**EXCERPTED PASSAGE:**
Black History Month: Fontana Parade and S.B. County Events
By Dianne Anderson
This year, Fontana’s 56th Black History Parade & Expo parade is all the way live with flags, drums, marching bands, and a place where kids and grownups alike can pose with the iconic Wakanda Black Panther, and of course, enjoy legendary R&B Lakeside.
Ellen Turner, president of the Concerned Citizens of the Development of North Fontana, said the key to getting people out is to have something they can relate to.
“We also have the San Bernardino Pacesetters, and Summit High School Majorettes are doing steps like HBCU’s and their coach is Dr. Glover, our hometown Grand Marshal,” she said.
On Saturday, February 24, the parade starts at 10:00 a.m., and runs to 3:00 p.m. The parade lineup starts at Summit Ave and Citrus to Sierra Lakes Parkway for the Expo.
Grand Marshals include NFL football player Kenneth Clark from Carter High School in Rialto, and local pilot Xavier Palmer, who worked at NASA, served as a United States Air Force pilot and current president of the Tuskegee Airmen organization. Also featured is Hometown Grand Marshal Dr. Sabina Glover and their Celebrity Grand Marshal on stage, Lakeside’s Capt’n Mark Wood.
One Love Jamaica, a five-star restaurant is coming out from San Diego, and Turner plans to be first in line for their famous oxtail plate.
Every year, she keeps her mother’s dream by shining the community spotlight on local achievers, which was the basis for starting the city’s Black History Parade in 1968. It was inspired by a message from Dr. Martin Luther King, Jr. two months before his assassination.

**REQUIREMENT 1:** Print the portion of the Fontana parade article starting with "Grand Marshals include" and going on through "before his assassination.".
**REQUIREMENT 2:** Carry on the Fontana parade article from its last sentence.

Stored items:

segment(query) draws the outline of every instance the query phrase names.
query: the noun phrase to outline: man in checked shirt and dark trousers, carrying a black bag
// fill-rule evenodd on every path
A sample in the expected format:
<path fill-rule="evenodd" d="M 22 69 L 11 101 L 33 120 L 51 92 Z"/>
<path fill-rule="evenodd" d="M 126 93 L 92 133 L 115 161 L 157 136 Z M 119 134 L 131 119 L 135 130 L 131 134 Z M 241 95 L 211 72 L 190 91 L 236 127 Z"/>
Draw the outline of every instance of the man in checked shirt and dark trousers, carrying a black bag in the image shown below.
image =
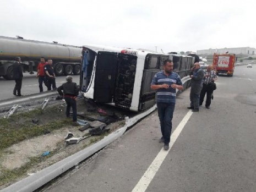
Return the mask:
<path fill-rule="evenodd" d="M 204 72 L 203 88 L 200 92 L 200 104 L 203 105 L 204 97 L 206 94 L 205 107 L 210 108 L 211 105 L 211 94 L 213 94 L 213 83 L 217 80 L 216 72 L 213 70 L 213 65 L 208 65 L 206 71 Z"/>

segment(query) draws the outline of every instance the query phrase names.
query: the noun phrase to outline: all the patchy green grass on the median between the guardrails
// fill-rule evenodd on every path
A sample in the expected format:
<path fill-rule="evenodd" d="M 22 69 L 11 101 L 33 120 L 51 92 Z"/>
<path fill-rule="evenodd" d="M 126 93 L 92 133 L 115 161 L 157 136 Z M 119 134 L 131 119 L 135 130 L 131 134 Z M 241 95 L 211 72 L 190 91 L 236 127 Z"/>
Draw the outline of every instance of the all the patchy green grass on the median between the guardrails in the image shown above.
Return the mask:
<path fill-rule="evenodd" d="M 46 131 L 53 131 L 61 129 L 66 125 L 71 125 L 72 121 L 65 118 L 64 110 L 60 112 L 61 106 L 47 107 L 45 110 L 35 109 L 29 112 L 12 114 L 8 119 L 0 118 L 0 157 L 12 151 L 7 151 L 7 147 L 17 144 L 20 141 L 40 136 L 46 133 Z M 40 119 L 41 124 L 36 125 L 32 123 L 32 119 Z M 89 140 L 83 144 L 86 148 L 95 142 L 104 138 L 110 133 L 105 133 L 99 136 L 92 136 Z M 90 135 L 90 134 L 85 134 Z M 59 144 L 56 150 L 51 151 L 50 155 L 42 157 L 30 157 L 29 162 L 23 166 L 15 169 L 6 169 L 0 166 L 0 186 L 19 180 L 26 177 L 28 170 L 31 167 L 35 167 L 41 162 L 47 160 L 47 158 L 55 155 L 61 150 L 62 144 Z M 75 151 L 74 151 L 75 152 Z"/>

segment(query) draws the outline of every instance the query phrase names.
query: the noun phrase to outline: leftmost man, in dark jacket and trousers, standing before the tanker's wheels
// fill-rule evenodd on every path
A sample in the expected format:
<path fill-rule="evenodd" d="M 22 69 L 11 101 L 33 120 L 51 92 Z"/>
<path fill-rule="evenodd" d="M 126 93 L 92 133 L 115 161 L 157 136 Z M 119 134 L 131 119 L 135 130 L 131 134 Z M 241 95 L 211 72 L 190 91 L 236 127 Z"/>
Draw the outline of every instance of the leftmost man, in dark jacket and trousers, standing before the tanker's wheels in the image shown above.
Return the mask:
<path fill-rule="evenodd" d="M 15 63 L 13 64 L 13 79 L 15 80 L 15 87 L 13 90 L 13 95 L 15 96 L 21 96 L 21 85 L 22 85 L 22 78 L 23 78 L 23 72 L 21 67 L 21 59 L 20 57 L 15 58 Z"/>

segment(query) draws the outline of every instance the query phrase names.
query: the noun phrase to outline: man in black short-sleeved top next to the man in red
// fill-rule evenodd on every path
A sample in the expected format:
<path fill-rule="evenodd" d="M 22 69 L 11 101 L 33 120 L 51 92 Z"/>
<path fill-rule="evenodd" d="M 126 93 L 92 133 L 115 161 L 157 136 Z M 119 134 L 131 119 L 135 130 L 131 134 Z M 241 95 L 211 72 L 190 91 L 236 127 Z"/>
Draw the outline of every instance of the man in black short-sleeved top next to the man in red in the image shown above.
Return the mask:
<path fill-rule="evenodd" d="M 51 91 L 51 86 L 53 90 L 56 90 L 55 74 L 52 67 L 52 59 L 48 59 L 48 63 L 45 65 L 45 79 L 47 82 L 47 90 Z"/>

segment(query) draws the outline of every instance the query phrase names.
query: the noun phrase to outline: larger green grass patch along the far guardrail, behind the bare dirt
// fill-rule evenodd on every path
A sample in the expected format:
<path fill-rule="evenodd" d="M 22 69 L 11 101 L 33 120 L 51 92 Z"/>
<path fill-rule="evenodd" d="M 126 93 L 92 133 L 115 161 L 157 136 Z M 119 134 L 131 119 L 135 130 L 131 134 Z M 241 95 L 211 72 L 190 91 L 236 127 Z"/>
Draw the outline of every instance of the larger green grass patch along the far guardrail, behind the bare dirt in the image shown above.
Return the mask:
<path fill-rule="evenodd" d="M 50 113 L 51 112 L 51 113 Z M 66 118 L 55 118 L 58 115 L 56 107 L 49 107 L 47 111 L 35 109 L 33 111 L 13 114 L 8 119 L 0 118 L 0 153 L 1 150 L 16 144 L 25 139 L 45 134 L 47 131 L 52 131 L 70 124 L 70 120 Z M 52 116 L 50 121 L 45 124 L 33 124 L 32 119 L 42 119 L 45 116 Z M 63 116 L 64 117 L 64 116 Z"/>

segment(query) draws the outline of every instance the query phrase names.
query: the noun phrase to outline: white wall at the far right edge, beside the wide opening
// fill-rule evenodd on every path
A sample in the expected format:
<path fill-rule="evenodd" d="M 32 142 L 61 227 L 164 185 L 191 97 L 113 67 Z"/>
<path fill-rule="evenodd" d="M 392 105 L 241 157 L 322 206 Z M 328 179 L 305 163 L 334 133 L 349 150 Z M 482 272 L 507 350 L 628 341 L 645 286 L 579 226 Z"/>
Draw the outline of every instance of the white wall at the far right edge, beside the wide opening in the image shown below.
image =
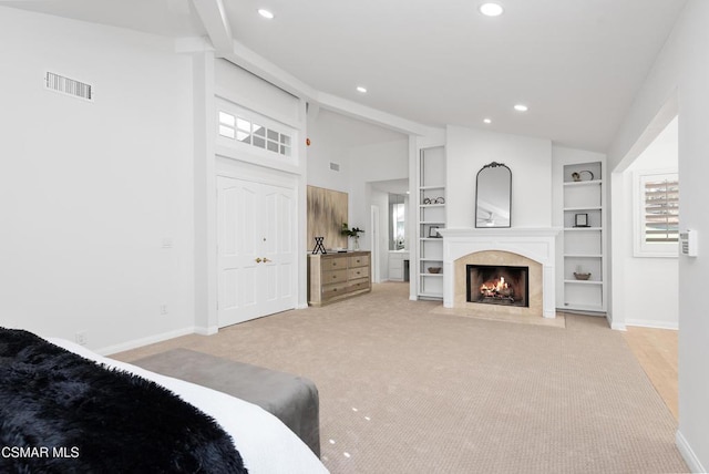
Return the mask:
<path fill-rule="evenodd" d="M 679 430 L 680 452 L 695 472 L 709 468 L 709 318 L 697 281 L 709 280 L 709 2 L 689 0 L 665 49 L 639 91 L 610 148 L 621 164 L 645 128 L 677 91 L 681 228 L 698 231 L 699 257 L 679 258 Z M 614 262 L 615 264 L 615 262 Z"/>

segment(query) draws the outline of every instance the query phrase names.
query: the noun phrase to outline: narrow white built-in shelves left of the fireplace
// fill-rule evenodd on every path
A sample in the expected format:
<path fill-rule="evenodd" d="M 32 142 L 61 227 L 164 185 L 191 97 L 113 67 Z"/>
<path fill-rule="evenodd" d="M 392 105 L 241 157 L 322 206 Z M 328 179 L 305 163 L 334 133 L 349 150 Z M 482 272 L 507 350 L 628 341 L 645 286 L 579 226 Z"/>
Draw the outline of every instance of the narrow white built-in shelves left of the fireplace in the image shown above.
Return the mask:
<path fill-rule="evenodd" d="M 419 156 L 417 265 L 418 297 L 443 298 L 443 239 L 435 228 L 445 228 L 445 150 L 421 150 Z M 430 268 L 440 268 L 434 274 Z"/>

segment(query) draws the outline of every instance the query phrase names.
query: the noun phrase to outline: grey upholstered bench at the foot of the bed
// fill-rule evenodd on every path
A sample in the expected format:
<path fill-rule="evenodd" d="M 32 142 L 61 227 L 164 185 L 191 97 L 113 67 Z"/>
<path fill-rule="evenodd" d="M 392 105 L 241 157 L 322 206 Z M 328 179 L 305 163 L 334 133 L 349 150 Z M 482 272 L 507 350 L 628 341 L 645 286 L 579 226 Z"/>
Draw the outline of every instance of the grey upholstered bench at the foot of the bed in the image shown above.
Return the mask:
<path fill-rule="evenodd" d="M 259 405 L 320 456 L 318 389 L 308 379 L 187 349 L 174 349 L 131 363 Z"/>

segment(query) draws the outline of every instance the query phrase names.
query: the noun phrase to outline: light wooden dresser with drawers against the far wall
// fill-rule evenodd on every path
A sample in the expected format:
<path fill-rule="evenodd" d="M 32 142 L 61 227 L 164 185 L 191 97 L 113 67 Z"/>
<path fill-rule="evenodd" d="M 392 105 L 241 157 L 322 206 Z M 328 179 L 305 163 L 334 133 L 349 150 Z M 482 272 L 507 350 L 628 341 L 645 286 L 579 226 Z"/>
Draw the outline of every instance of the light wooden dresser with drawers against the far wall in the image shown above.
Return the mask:
<path fill-rule="evenodd" d="M 308 255 L 308 305 L 328 305 L 371 289 L 369 251 Z"/>

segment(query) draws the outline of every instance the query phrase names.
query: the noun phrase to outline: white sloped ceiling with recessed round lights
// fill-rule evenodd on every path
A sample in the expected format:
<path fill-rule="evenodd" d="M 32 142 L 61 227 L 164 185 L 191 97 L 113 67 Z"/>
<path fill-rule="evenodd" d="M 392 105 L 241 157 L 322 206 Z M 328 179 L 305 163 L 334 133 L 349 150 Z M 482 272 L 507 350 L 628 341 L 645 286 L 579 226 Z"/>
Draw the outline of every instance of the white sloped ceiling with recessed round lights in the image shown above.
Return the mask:
<path fill-rule="evenodd" d="M 479 13 L 482 0 L 223 2 L 234 40 L 320 92 L 427 125 L 605 152 L 686 0 L 501 0 L 499 18 Z M 207 31 L 192 0 L 0 6 L 171 37 Z"/>

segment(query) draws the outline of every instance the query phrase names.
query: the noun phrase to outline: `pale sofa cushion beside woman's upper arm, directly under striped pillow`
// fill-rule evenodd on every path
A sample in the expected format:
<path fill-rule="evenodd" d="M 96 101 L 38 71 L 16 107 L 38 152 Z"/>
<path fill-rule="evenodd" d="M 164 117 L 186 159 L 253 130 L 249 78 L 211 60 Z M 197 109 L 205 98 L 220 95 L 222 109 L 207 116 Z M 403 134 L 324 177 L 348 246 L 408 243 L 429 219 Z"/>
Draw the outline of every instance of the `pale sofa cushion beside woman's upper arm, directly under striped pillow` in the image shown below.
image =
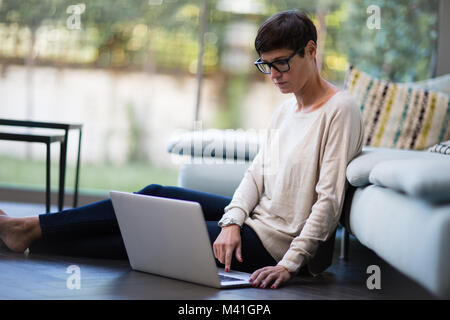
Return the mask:
<path fill-rule="evenodd" d="M 347 180 L 355 187 L 368 185 L 372 169 L 380 162 L 400 159 L 442 159 L 448 156 L 416 150 L 401 150 L 364 146 L 362 152 L 347 166 Z"/>

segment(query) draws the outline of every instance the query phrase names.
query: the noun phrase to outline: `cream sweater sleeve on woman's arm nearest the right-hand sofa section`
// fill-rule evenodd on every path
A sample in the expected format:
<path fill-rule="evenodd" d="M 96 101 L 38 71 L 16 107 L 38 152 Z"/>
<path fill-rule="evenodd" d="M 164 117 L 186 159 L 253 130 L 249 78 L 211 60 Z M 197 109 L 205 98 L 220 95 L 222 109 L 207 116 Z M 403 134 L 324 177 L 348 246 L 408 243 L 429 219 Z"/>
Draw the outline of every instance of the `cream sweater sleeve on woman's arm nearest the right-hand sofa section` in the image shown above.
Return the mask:
<path fill-rule="evenodd" d="M 336 110 L 321 148 L 317 200 L 312 206 L 304 227 L 295 237 L 288 251 L 279 261 L 290 272 L 298 270 L 314 256 L 319 241 L 326 241 L 337 226 L 344 201 L 348 163 L 361 152 L 363 120 L 354 103 L 341 105 Z"/>

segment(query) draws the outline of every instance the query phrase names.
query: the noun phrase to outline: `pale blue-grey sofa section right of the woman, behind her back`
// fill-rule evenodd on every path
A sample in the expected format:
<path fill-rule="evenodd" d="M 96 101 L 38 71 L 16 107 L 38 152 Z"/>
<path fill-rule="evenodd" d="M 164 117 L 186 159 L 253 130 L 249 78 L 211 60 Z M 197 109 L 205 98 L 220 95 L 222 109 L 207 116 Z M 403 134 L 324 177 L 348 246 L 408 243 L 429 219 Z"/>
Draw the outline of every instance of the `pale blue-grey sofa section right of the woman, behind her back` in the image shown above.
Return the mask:
<path fill-rule="evenodd" d="M 430 293 L 448 299 L 450 156 L 366 146 L 346 175 L 340 221 L 345 230 Z"/>

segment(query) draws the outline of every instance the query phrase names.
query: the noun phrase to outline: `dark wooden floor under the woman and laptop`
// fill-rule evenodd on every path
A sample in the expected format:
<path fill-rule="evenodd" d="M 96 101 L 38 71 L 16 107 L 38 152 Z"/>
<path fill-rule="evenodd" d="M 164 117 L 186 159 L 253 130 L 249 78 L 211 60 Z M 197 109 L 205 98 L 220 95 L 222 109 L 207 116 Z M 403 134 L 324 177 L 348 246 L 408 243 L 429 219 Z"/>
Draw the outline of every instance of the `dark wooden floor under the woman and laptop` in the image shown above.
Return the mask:
<path fill-rule="evenodd" d="M 0 202 L 12 216 L 34 215 L 43 206 Z M 333 265 L 318 277 L 297 276 L 277 290 L 242 288 L 217 290 L 183 281 L 132 271 L 125 260 L 17 254 L 0 250 L 0 299 L 221 299 L 221 300 L 372 300 L 433 299 L 416 283 L 351 238 L 350 260 L 339 259 L 336 240 Z M 80 269 L 80 289 L 69 289 L 67 268 Z M 378 265 L 381 289 L 369 290 L 367 267 Z"/>

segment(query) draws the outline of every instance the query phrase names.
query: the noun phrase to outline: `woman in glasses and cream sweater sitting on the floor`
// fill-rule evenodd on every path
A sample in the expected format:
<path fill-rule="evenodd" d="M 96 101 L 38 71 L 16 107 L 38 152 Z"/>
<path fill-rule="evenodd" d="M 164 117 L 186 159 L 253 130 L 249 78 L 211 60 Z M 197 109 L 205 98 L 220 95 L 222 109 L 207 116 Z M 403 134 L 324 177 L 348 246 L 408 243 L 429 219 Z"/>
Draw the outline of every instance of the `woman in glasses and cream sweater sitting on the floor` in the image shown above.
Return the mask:
<path fill-rule="evenodd" d="M 334 235 L 363 122 L 349 93 L 320 76 L 317 32 L 306 15 L 273 15 L 259 28 L 255 48 L 257 68 L 293 97 L 274 111 L 272 134 L 233 198 L 154 184 L 139 193 L 199 202 L 225 270 L 253 272 L 254 286 L 277 288 L 305 270 Z M 110 200 L 38 217 L 2 213 L 0 238 L 18 252 L 126 258 Z"/>

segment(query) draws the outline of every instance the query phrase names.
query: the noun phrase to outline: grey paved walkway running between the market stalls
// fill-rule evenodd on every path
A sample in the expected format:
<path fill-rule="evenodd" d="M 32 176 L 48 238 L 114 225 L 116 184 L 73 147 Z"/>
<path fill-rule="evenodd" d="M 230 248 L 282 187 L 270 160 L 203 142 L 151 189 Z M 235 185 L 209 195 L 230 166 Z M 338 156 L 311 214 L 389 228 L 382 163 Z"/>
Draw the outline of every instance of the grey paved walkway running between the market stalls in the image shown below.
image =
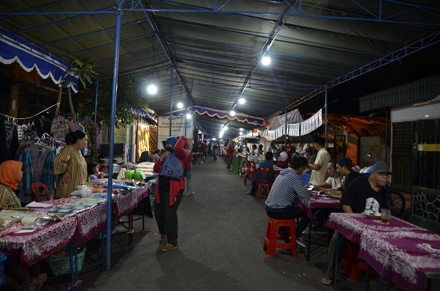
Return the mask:
<path fill-rule="evenodd" d="M 263 239 L 267 226 L 264 201 L 245 195 L 250 185 L 226 171 L 212 157 L 192 171 L 195 195 L 179 206 L 179 248 L 162 252 L 155 220 L 146 217 L 146 231 L 135 222 L 134 243 L 127 235 L 112 239 L 112 268 L 80 273 L 80 290 L 331 290 L 320 283 L 327 268 L 327 248 L 307 262 L 277 251 L 267 258 Z M 124 229 L 118 226 L 118 232 Z M 86 264 L 98 257 L 98 241 L 87 243 Z M 59 290 L 68 277 L 48 281 L 43 290 Z M 344 286 L 342 290 L 362 290 Z M 388 290 L 389 288 L 384 288 Z"/>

**WRITTEN RESPONSE 1:**
Grand Marshals include NFL football player Kenneth Clark from Carter High School in Rialto, and local pilot Xavier Palmer, who worked at NASA, served as a United States Air Force pilot and current president of the Tuskegee Airmen organization. Also featured is Hometown Grand Marshal Dr. Sabina Glover and their Celebrity Grand Marshal on stage, Lakeside’s Capt’n Mark Wood.
One Love Jamaica, a five-star restaurant is coming out from San Diego, and Turner plans to be first in line for their famous oxtail plate.
Every year, she keeps her mother’s dream by shining the community spotlight on local achievers, which was the basis for starting the city’s Black History Parade in 1968. It was inspired by a message from Dr. Martin Luther King, Jr. two months before his assassination.

**WRITTEN RESPONSE 2:**
Back then, as now, racism wasn’t just relegated to the South. Fontana was infested with the Klan and racism and Black people were only allowed to live in the underdeveloped area of North Fontana.
For both kids and adults, Crafty Mobile is handling the photo booth for pictures with Grand Marshals, and Black Panther. Local talent also features Miss Black Awareness Queen Khaleena Brown, who is tiny with a mighty voice.
“She’s nine years old, but she sings like Whitney Houston. She’s got so many appearances,” Turner said.
With over 50 entries, the parade is down to the wire, but calls come to the last minute. She said it’s a great opportunity for businesses to come out, and they always draw over 1,000 in attendance.
“The day of the parade, even if I say I won’t accept more entries, I will accept more entries,” she laughs.
In San Bernardino, students and community are invited out to San Bernardino Valley College, where they are exploring film, visual performing arts, and the roots and implications of Blaxploitation.
For some, it was a foot in the door. For others, they cringed.
“The societal portrayal of Blacks and historical standpoint compared to where we are today to the political aspect – the bourgeoisie level Blacks were against it the most. We’ll also talk about the business component,” said Giles, vice president of Black Faculty and Staff, and EOPS/ CARE Counselor.
Then, Blacks were shut out of Hollywood and had to make do with what they had, but it allowed them to get behind the scenes in writing, in camera, and audio production. It represented inroads into an off-limits industry.
But he is disturbed to see how the Black community still has little or no control over its images, or record companies.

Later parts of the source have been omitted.